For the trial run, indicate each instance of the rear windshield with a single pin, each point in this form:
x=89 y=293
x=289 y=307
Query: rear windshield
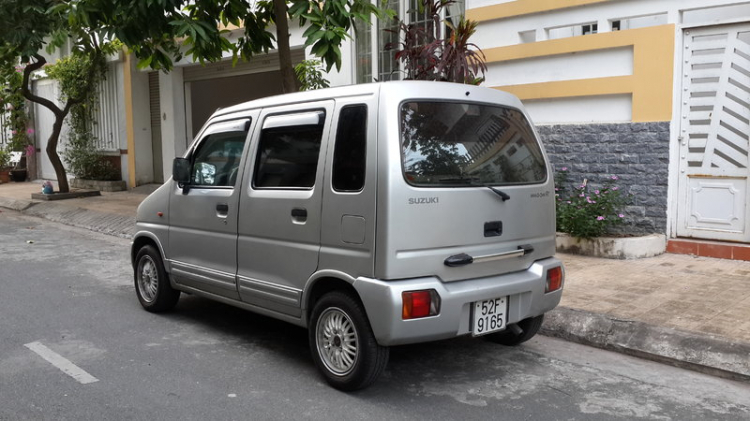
x=462 y=145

> _DEINE AUFGABE_
Überarbeite die obigen Einträge, indem du überall „rear windshield“ durch „back window“ ersetzt und alles Übrige unverändert lässt. Die Bilder gehören nicht in deine Antwort.

> _ERGEBNIS DER AUFGABE_
For the trial run, indicate each instance of the back window with a single pin, each point in this form:
x=89 y=293
x=289 y=307
Query: back window
x=462 y=145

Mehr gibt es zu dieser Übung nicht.